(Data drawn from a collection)
★ ★ ★ ★ ★ ★ ★
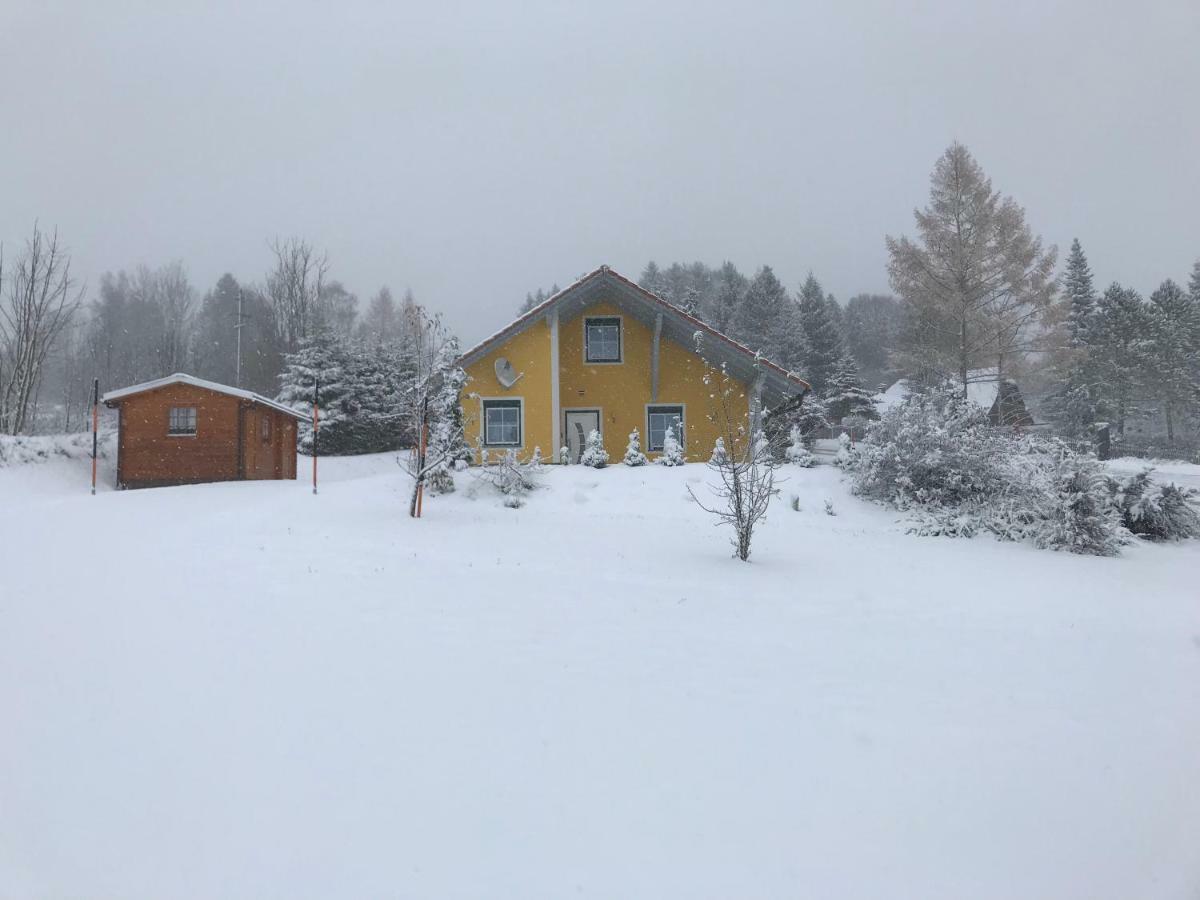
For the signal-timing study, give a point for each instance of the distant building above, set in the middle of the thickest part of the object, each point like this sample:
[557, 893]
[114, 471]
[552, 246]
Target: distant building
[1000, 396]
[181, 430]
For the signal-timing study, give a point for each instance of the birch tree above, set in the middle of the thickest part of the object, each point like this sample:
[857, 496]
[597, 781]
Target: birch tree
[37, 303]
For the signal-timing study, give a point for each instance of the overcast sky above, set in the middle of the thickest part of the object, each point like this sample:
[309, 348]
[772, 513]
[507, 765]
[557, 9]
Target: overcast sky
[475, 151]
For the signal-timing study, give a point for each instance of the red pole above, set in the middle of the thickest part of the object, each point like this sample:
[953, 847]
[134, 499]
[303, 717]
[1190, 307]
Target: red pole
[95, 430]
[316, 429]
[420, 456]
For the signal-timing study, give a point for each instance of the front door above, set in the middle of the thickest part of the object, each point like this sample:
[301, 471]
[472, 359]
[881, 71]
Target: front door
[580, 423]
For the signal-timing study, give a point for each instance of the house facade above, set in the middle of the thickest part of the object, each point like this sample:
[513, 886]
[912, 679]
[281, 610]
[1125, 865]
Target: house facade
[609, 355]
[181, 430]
★ ★ ★ ★ ★ ★ ★
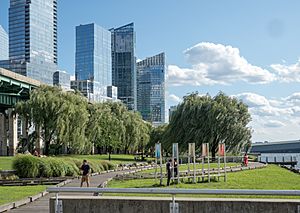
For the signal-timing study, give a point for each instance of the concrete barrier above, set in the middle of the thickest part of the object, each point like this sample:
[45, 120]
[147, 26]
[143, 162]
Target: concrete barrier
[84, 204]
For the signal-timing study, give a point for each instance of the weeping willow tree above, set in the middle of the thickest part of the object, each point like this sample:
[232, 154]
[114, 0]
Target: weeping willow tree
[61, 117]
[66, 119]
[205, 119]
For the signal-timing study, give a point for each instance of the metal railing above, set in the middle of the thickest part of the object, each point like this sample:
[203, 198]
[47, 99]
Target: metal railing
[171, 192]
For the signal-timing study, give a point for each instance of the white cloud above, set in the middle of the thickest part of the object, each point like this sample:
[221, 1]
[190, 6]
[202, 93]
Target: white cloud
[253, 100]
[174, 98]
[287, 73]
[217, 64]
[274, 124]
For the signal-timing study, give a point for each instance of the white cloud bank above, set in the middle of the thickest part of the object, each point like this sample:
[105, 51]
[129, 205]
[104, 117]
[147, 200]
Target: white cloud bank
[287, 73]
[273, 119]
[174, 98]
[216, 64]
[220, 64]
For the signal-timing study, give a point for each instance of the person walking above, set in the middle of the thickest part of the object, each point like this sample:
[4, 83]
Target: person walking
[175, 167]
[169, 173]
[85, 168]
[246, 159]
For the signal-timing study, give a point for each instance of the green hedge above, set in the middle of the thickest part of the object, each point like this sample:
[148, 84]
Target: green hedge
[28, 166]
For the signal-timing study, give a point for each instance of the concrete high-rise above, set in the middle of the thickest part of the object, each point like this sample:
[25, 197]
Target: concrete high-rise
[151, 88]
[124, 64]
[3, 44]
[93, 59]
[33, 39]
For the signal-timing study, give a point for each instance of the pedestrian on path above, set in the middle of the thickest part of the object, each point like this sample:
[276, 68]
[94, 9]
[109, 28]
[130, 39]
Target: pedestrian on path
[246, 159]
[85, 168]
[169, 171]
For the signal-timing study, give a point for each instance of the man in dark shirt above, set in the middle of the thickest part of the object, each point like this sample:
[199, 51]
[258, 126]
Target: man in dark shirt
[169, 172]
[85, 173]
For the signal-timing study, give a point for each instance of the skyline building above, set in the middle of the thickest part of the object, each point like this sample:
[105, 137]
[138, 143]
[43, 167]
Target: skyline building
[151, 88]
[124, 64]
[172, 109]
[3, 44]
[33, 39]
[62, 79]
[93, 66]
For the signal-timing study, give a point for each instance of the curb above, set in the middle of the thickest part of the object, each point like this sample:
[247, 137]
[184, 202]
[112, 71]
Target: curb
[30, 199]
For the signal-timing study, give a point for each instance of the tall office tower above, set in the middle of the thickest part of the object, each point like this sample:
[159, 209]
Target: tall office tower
★ ★ ★ ★ ★ ★ ★
§ What is being asked: Return unchanged the lines of the items from the one containing "of the curb" through the one containing "Target: tall office tower", including both of those lines.

§ Exercise result:
For the signal-timing study, give a point for each instance of the curb above, set in the middle of the thickest part of the object, each point like this sample:
[247, 137]
[184, 202]
[112, 71]
Target: curb
[30, 199]
For the signal-timing study, give a point for each instance of the tall office tower above, set in the middle of the thickest part of the object, each point like this sample:
[159, 209]
Target: tall office tower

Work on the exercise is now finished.